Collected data
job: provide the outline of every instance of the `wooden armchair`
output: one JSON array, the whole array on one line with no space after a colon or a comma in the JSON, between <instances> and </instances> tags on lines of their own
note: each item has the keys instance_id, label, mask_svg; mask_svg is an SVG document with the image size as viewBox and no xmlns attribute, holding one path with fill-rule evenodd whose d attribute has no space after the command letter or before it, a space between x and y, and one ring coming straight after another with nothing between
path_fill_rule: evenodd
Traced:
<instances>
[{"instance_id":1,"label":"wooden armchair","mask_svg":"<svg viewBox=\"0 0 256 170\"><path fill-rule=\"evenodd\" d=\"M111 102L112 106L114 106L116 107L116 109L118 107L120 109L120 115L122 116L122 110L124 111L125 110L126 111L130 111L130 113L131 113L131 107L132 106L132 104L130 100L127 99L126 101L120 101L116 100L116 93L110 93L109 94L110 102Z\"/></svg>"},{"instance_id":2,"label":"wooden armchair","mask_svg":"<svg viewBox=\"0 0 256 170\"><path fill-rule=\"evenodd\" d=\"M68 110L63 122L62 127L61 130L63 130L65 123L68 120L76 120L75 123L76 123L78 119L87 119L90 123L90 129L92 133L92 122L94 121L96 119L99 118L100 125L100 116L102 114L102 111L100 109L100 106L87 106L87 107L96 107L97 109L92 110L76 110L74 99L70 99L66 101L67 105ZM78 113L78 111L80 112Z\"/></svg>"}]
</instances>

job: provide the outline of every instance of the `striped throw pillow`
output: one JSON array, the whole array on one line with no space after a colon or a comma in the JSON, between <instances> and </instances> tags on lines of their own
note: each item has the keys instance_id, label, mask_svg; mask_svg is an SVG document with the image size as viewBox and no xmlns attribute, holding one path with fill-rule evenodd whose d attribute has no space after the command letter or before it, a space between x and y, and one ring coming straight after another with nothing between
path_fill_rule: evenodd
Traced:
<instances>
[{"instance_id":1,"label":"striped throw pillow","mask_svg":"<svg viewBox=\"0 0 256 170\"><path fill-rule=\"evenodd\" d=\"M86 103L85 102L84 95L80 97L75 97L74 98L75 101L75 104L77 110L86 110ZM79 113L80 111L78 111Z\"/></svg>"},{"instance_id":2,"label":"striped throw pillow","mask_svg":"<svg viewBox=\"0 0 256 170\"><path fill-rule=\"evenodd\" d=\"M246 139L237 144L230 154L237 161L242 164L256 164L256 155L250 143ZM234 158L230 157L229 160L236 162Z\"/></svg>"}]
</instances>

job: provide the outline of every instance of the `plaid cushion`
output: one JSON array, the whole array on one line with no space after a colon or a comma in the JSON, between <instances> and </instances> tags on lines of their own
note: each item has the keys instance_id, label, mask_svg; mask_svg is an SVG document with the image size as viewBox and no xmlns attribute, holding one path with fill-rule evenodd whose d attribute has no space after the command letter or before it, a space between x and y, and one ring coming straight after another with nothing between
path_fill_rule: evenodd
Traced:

#### Exercise goal:
Collect each line of the entries that contains the word "striped", copying each one in full.

#### Task answer:
job: provide the outline of every instance of the `striped throw pillow`
[{"instance_id":1,"label":"striped throw pillow","mask_svg":"<svg viewBox=\"0 0 256 170\"><path fill-rule=\"evenodd\" d=\"M86 103L85 102L84 95L80 97L75 97L74 98L75 101L75 104L77 110L86 110ZM79 113L80 111L78 111Z\"/></svg>"},{"instance_id":2,"label":"striped throw pillow","mask_svg":"<svg viewBox=\"0 0 256 170\"><path fill-rule=\"evenodd\" d=\"M246 139L237 144L230 154L237 161L242 164L256 164L256 155L250 143ZM234 158L230 157L229 160L236 162Z\"/></svg>"}]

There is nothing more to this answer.